REQUIRED WORK:
Count the lines containing "instance" in the entries underneath, and state that count without anything else.

* * *

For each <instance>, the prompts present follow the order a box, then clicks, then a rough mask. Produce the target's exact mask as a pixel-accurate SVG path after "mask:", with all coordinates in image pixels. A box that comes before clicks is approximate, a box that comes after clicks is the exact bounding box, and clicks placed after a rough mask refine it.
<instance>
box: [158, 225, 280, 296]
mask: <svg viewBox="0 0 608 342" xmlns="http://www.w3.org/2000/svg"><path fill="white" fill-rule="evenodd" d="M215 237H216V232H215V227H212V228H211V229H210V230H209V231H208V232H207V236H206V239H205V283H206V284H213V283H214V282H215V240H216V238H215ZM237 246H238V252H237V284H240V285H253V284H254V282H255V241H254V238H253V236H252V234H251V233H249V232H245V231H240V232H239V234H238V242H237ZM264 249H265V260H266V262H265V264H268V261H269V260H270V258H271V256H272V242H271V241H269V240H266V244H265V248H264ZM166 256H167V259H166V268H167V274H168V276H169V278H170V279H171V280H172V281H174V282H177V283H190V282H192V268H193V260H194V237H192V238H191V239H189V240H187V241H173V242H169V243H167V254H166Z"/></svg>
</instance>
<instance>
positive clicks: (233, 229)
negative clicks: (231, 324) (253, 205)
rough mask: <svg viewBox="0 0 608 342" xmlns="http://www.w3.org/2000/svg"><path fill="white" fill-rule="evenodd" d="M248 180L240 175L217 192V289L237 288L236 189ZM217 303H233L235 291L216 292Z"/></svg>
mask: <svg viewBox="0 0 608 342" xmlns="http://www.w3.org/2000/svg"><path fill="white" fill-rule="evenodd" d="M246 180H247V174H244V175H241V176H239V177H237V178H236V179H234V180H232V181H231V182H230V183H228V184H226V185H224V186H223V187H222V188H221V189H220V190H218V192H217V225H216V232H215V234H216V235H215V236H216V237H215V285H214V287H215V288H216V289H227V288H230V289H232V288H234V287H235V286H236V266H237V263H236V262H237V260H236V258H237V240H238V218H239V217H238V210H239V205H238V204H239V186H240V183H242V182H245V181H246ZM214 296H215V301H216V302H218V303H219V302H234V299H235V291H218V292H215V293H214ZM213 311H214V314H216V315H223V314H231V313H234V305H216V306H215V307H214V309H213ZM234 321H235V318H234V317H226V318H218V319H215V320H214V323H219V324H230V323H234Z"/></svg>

* * *

OUTPUT BELOW:
4